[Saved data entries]

= = = = = = =

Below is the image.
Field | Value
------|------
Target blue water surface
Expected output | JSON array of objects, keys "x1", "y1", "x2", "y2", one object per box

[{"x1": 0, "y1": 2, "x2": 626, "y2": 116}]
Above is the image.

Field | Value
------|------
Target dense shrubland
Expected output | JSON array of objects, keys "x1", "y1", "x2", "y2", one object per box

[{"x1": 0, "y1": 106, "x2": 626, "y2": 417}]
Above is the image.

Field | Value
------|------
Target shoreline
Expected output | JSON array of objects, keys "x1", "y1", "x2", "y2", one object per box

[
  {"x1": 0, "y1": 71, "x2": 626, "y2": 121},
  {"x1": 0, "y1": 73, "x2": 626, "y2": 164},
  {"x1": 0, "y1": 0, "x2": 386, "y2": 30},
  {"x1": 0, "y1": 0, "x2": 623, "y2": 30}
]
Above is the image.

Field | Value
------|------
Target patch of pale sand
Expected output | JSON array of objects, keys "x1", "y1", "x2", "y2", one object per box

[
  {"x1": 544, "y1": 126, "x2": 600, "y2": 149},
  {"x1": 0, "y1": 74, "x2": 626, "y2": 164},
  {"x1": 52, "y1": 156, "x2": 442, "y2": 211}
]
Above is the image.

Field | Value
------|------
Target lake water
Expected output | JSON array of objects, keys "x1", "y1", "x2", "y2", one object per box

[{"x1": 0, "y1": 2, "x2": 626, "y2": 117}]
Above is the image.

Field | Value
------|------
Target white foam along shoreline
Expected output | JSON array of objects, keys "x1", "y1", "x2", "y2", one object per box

= = = = = = =

# What this task involves
Locate every line above that contains the word "shoreline", and copy each such line in full.

# Worked solution
Target shoreline
Target white foam along shoreline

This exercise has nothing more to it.